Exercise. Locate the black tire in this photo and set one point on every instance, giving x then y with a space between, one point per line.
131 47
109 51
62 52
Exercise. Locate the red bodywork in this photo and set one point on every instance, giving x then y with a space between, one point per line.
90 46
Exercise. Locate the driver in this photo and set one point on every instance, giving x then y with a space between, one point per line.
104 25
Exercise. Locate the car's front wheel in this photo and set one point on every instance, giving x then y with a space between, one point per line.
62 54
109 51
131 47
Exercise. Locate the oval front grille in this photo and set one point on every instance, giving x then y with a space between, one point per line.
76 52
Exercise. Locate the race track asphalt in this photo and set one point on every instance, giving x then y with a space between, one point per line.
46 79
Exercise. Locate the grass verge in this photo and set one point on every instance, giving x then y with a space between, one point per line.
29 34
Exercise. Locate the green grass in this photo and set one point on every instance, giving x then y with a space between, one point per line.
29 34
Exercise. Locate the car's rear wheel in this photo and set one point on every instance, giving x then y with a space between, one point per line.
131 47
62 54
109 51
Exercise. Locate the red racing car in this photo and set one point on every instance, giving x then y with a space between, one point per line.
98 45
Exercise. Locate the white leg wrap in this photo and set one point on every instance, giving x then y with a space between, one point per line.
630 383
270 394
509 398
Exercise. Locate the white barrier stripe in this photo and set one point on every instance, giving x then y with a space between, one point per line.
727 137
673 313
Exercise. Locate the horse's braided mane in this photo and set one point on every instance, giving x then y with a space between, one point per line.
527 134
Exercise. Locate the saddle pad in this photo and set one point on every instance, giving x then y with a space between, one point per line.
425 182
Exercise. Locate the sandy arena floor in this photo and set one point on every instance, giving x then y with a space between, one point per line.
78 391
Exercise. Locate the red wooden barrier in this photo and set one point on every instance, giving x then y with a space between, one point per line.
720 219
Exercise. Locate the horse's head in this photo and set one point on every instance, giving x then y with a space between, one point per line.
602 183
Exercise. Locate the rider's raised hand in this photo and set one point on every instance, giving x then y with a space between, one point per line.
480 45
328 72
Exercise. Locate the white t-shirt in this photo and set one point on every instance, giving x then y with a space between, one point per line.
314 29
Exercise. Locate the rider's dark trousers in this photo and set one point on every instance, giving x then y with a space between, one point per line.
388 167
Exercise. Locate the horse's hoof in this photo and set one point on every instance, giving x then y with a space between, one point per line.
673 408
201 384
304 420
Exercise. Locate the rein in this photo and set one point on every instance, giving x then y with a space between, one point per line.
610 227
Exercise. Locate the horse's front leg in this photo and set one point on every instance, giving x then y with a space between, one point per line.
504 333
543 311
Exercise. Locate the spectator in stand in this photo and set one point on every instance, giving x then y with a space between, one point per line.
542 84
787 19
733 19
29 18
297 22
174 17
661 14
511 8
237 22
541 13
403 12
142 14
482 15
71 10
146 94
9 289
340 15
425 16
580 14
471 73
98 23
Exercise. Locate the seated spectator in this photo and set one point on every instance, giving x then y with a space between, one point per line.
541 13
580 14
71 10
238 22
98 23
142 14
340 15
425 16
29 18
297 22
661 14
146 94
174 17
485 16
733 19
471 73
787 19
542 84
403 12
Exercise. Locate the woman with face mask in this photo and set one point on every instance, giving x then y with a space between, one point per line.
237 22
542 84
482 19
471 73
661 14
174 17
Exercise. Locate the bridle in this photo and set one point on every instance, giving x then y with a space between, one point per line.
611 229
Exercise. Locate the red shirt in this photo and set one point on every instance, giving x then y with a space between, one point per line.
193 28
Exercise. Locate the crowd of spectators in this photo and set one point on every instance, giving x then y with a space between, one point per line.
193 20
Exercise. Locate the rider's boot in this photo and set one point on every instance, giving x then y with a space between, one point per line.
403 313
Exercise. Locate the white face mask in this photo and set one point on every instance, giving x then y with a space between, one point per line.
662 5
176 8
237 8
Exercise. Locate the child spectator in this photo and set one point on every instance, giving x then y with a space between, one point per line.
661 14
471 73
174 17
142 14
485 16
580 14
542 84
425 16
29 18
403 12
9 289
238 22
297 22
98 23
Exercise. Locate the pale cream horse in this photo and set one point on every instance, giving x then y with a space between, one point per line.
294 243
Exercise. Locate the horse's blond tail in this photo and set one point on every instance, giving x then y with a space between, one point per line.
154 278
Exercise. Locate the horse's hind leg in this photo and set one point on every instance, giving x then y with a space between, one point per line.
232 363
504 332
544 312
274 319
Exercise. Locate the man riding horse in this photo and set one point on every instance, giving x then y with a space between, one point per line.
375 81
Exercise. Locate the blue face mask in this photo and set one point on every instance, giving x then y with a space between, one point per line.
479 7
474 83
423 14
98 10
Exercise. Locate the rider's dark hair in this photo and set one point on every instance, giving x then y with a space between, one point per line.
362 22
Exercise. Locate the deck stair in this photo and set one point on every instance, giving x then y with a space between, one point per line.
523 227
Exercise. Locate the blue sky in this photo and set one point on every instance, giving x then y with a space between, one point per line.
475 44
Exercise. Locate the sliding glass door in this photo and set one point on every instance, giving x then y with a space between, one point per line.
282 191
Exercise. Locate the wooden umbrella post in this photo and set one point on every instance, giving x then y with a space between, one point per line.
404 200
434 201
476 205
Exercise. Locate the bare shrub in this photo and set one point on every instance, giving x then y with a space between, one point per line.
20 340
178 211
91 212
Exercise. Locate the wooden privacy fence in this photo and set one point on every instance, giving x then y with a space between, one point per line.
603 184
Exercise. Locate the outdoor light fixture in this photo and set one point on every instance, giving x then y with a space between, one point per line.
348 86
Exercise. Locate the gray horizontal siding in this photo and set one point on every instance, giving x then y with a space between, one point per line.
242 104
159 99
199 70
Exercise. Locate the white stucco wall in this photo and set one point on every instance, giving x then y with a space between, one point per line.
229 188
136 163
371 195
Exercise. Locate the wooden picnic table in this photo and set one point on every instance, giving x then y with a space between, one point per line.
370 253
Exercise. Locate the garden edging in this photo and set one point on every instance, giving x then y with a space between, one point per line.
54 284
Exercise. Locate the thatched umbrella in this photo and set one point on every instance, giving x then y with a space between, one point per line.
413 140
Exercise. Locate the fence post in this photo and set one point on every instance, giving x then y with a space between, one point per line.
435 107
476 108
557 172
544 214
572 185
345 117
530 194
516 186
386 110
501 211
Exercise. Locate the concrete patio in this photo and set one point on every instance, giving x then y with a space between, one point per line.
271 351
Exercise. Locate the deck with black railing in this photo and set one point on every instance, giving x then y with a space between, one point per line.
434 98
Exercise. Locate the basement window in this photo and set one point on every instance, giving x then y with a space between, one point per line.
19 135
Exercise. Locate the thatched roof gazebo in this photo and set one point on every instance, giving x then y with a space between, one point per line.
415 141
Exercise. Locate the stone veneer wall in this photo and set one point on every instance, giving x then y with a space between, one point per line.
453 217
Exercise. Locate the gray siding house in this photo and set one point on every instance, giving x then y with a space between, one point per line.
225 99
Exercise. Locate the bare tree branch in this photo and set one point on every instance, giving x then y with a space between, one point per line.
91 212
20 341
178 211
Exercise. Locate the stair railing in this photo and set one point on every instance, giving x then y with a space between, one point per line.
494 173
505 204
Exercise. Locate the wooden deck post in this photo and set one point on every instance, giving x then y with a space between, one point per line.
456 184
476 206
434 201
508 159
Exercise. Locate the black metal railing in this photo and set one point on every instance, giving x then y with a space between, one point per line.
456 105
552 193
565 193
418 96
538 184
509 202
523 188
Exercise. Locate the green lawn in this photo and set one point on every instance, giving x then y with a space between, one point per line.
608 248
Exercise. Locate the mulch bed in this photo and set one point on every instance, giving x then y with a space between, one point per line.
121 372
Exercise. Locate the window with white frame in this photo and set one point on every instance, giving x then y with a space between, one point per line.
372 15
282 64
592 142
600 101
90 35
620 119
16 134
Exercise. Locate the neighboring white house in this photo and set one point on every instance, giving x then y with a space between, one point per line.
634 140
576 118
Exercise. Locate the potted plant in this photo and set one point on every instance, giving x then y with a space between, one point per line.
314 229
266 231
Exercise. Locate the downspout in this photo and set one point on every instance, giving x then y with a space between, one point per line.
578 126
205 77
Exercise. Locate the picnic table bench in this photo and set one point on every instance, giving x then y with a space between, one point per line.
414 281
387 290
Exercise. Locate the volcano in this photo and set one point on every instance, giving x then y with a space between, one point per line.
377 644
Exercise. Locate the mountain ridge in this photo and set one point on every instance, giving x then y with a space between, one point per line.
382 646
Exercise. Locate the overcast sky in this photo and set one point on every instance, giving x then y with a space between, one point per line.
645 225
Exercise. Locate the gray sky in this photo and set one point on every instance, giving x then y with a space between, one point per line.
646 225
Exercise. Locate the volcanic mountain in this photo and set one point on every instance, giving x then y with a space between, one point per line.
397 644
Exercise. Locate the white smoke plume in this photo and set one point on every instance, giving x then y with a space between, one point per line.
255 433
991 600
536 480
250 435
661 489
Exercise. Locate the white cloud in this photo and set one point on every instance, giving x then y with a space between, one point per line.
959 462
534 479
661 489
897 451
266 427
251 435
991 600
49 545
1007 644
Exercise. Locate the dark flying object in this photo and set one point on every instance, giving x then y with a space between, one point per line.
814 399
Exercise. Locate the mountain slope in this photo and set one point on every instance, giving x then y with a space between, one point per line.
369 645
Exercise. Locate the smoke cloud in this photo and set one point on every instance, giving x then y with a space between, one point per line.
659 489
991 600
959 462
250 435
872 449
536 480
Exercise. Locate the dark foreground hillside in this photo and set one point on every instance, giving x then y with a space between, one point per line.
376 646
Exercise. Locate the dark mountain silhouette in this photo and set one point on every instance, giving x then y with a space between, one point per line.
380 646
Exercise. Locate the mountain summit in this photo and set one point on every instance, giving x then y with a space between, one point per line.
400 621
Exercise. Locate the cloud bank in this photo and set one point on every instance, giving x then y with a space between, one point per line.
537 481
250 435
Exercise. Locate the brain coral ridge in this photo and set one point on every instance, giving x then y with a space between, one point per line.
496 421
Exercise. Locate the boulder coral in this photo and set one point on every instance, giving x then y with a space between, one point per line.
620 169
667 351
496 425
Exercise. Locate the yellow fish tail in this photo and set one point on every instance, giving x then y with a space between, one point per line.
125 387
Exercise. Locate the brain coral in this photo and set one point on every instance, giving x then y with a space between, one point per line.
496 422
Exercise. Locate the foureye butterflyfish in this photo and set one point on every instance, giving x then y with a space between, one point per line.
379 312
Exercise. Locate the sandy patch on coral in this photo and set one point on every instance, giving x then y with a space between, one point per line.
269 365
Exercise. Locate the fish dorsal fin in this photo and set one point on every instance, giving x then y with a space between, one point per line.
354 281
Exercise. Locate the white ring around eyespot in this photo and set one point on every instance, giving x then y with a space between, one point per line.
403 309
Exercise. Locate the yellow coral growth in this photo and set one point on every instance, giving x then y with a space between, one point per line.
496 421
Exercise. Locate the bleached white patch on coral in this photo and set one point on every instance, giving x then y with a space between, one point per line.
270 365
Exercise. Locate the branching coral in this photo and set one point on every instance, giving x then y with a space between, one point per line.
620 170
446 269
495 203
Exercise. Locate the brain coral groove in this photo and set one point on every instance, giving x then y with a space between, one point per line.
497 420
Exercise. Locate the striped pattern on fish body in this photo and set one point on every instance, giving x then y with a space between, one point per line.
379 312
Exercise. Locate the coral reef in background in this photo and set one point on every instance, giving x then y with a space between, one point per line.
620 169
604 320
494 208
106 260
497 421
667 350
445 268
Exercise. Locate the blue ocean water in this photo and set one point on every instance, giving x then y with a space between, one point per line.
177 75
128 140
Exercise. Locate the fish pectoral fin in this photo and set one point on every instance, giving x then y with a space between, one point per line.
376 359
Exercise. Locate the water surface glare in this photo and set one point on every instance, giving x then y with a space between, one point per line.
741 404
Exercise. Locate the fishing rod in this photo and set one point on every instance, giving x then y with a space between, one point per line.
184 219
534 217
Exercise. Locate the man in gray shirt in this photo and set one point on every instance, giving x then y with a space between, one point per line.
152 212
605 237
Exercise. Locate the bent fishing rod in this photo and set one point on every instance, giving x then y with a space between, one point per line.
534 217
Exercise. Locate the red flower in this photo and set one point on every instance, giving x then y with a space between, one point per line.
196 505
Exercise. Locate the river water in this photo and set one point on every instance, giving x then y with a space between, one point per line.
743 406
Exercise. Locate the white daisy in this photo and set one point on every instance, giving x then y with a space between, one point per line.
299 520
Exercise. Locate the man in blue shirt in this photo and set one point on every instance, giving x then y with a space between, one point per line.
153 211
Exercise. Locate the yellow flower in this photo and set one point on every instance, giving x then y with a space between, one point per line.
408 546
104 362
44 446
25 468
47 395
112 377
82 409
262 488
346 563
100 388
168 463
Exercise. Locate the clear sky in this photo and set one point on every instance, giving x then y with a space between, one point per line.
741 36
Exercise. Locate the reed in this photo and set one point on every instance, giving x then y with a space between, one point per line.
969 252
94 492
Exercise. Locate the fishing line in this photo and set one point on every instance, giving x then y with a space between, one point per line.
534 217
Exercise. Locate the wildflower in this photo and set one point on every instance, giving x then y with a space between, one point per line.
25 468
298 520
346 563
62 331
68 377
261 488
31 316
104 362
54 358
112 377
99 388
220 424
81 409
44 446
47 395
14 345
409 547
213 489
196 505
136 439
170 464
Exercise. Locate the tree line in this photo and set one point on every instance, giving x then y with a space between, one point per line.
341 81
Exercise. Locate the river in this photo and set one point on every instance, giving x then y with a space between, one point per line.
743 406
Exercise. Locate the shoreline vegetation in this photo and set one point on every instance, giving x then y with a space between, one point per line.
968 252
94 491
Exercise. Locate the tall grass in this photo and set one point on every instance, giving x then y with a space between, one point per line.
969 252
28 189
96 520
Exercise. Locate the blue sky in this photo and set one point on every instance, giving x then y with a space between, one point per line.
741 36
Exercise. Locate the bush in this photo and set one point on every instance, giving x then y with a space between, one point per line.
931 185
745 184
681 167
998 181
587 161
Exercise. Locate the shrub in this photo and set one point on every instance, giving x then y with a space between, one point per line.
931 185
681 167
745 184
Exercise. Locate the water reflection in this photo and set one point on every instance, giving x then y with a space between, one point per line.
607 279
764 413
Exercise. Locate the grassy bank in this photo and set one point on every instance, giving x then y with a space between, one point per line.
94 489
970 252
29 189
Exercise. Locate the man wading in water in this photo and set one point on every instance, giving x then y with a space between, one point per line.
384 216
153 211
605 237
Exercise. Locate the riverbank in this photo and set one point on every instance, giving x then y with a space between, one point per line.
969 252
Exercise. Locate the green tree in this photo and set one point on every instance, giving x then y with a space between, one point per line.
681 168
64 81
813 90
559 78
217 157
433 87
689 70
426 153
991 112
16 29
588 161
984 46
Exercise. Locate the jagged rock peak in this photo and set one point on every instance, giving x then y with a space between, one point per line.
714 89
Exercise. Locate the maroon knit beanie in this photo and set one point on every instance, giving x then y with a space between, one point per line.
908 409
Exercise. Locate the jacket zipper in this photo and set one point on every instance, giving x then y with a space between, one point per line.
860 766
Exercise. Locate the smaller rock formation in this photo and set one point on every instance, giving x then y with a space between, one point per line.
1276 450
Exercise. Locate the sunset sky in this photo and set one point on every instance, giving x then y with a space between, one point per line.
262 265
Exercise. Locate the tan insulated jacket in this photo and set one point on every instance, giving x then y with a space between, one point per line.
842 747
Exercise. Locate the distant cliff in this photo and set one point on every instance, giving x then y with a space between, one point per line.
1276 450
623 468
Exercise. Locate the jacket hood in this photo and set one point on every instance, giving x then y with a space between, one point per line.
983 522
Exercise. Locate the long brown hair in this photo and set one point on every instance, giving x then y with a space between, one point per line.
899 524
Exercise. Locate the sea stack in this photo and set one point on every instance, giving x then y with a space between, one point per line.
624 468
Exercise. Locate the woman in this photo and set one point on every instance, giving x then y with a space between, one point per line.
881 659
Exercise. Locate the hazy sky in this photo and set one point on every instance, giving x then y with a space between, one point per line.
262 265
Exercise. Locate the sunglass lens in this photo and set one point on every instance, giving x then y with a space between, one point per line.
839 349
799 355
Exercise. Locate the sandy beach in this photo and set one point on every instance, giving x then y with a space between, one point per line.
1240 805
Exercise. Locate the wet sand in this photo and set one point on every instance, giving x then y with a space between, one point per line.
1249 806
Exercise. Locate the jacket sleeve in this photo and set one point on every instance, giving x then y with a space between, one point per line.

SHORT TASK
Nothing but the lines from the one with "Exercise. Locate the tan" through the last line should be repeated, each exactly as it stands.

RESULT FOR THIS EXERCISE
Exercise. Locate the tan insulated jacket in this photo and set one point on every instance, giving x then y with a space between, one point per line.
842 747
Exercise. Locate the distant cliff in this photo and set one point on every instance, giving x then y with a space between, one point per line.
1276 450
623 468
Exercise. Locate the jacket hood in this photo and set one point on every instance, giving x then y with a space between, one point per line.
983 522
Exercise. Locate the long brown hair in this photo and set one point on every instance, giving x then y with a space between, one point per line.
899 524
Exercise. Locate the sea stack in this photo and set one point on every instance, giving x then y with a space between, one point per line.
624 468
Exercise. Locate the woman in this photo and set one point on every instance, giving x then y with a space between, one point per line.
881 659
Exercise. Locate the hazy sky in this photo and set one point on every instance, giving x then y with a space between, one point per line.
262 265
Exercise. Locate the sunglass lens in this photo and set one point on every instance, giving x then y with a space between, one point per line.
839 349
799 355
Exercise. Locate the sandy beach in this photo and set one point on every instance, giving x then y with a space between, one point per line.
1240 805
Exercise. Locate the wet sand in this photo and set one point on every instance, giving x then y with a space between, one point per line.
1249 806
Exercise. Locate the jacket sleeve in this photo and set one point on every instance, giving x then y with a space between, one point per line.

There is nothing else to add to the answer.